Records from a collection
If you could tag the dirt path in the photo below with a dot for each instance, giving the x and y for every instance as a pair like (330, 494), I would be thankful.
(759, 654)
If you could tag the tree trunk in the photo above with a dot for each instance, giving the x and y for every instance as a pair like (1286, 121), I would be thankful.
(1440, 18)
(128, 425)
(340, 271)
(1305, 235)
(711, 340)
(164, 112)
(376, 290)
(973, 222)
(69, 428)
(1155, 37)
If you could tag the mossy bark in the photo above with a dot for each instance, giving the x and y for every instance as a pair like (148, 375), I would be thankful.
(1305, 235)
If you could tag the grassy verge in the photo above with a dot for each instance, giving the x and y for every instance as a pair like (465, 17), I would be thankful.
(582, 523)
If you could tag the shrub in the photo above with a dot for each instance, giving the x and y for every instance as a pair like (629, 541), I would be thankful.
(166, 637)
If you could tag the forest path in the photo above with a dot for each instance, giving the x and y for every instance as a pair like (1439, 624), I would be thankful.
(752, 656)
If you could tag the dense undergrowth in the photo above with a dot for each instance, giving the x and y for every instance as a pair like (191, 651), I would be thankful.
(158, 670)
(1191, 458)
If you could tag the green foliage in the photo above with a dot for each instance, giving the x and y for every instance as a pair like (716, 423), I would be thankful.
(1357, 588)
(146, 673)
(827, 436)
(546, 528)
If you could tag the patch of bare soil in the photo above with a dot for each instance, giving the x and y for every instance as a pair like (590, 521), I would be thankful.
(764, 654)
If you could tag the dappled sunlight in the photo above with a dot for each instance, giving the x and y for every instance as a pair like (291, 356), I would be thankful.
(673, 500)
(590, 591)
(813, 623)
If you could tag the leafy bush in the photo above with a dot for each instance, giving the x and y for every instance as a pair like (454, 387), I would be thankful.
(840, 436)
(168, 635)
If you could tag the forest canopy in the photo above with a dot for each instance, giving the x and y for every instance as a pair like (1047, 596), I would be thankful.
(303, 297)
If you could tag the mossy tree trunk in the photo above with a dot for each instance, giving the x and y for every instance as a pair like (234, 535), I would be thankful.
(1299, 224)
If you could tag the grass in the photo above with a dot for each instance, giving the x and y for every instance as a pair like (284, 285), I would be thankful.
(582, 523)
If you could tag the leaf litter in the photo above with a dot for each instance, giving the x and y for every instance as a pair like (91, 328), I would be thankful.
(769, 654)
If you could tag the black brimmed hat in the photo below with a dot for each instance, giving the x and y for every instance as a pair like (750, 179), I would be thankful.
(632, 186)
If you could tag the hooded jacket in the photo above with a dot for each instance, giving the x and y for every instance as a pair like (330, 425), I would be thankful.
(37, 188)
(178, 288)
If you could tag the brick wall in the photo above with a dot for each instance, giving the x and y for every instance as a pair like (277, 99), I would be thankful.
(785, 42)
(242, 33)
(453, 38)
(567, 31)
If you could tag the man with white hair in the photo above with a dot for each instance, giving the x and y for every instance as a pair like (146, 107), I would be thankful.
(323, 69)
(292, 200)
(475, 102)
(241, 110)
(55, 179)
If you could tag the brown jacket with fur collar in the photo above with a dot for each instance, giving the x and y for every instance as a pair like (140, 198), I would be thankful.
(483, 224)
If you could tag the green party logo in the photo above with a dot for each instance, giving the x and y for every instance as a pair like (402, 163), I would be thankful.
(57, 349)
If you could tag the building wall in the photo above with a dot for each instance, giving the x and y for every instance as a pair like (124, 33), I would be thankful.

Your instructions:
Start at the top line of the records and retype them all exactly.

Output for this task:
If you could tag the dirt path in the photo below with a dot for each instance, giving the x and y for every instance as a pair like (330, 494), I would be thankful.
(759, 654)
If you could tag the tree trunk in the photo above with a dot for each instance, giving the x and y for every instance as a pair like (1286, 121), I would be thankful.
(1440, 18)
(128, 425)
(340, 271)
(1305, 235)
(711, 340)
(164, 112)
(376, 290)
(973, 222)
(69, 428)
(1155, 37)
If you could tag the mossy bark in the photo above with a dot for each instance, giving the x and y for every instance as a pair like (148, 375), I would be thankful.
(1305, 235)
If you could tag the grassy verge in the photo above with a dot for each instance, giving the x and y for every instance as a pair like (465, 17), I would be thankful.
(582, 523)
If you could tag the shrub in the photo above with a dot for each instance, giving the x and y for every instance as a pair like (629, 541), I would be thankful.
(166, 637)
If you could tag the forest path in the photo above with a dot for each instance, giving the x and y for every instance as a pair like (1439, 624), I would be thankful.
(752, 656)
If you could tag the dense undergrowth in the photo above with a dot for each instance, giving the x and y for every instance as a pair like (191, 651), I would be thankful.
(158, 670)
(1191, 458)
If you could tag the green foliage in the photo above with a dot for each instance, giving the x and y for every instance as a pair like (716, 423), I would be thankful.
(1357, 588)
(146, 673)
(827, 436)
(546, 528)
If you could tag the patch of bare soil in the photo above with a dot for each instance, giving the x and y for every instance as a pair like (590, 521), I would be thankful.
(764, 654)
If you could tag the dappled sunlight in the photo above with a dot for each instance, giving the x and y for every instance as a pair like (291, 356), I would be thankful.
(673, 500)
(590, 591)
(813, 623)
If you could tag the leafy bush in the photo above with a dot for each instance, giving the x and y for every instance as a pair like (454, 387), I would be thankful.
(840, 436)
(168, 635)
If you could tag the forest canopy in the photo above with a dot for each instance, giving the x and y for every instance as a pair like (1047, 596), I would be thankful.
(303, 297)
If you could tag the mossy tree trunk in the photo above with a dot for each instance, giving the x and y for every instance as a pair like (234, 535), I would be thankful.
(1299, 224)
If you could tag the grass in the photo above with a dot for each instance, giving the x and y for every instance as a pair like (284, 285), I would be thankful.
(582, 523)
If you could tag the leaf litter in the photo above with a dot for each instance, giving the x and y for every instance as a pair like (91, 328), I would be thankful.
(769, 654)
If you could tag the black brimmed hat in the photo below with a dot for each instance, giving the x and y for every instance as a pair like (750, 179), I would be thankful.
(632, 186)
If you could tag the hooded jacket in the photo above with a dot for each instance, giving the x and y for every instance as a pair like (330, 425), I would be thankful.
(37, 188)
(178, 288)
If you could tag the brick wall in the photo above with a dot for each instance, giving the x and y for every instance as a pair like (277, 99), I would be thankful.
(785, 42)
(242, 33)
(453, 38)
(567, 31)
If you could tag the man with white hair in the photo above with a dot for each instance, giving the x and y for every instance as a pair like (146, 107), I would be thankful.
(323, 69)
(292, 200)
(475, 102)
(241, 110)
(55, 179)
If you could tag the brown jacket with fur collar in the photo above with a dot for each instance, giving the x and y for every instance as a pair like (140, 198), I would be thankful.
(483, 224)
If you could tag the green party logo in the photo above with a dot for each instance, giving the x and y for every instance as a pair like (402, 163), I would be thankful.
(57, 349)
If you could tag the building wall in the photo above with a dot for each instance, giving the x and y for every instance as a pair like (124, 33), I would be thankful.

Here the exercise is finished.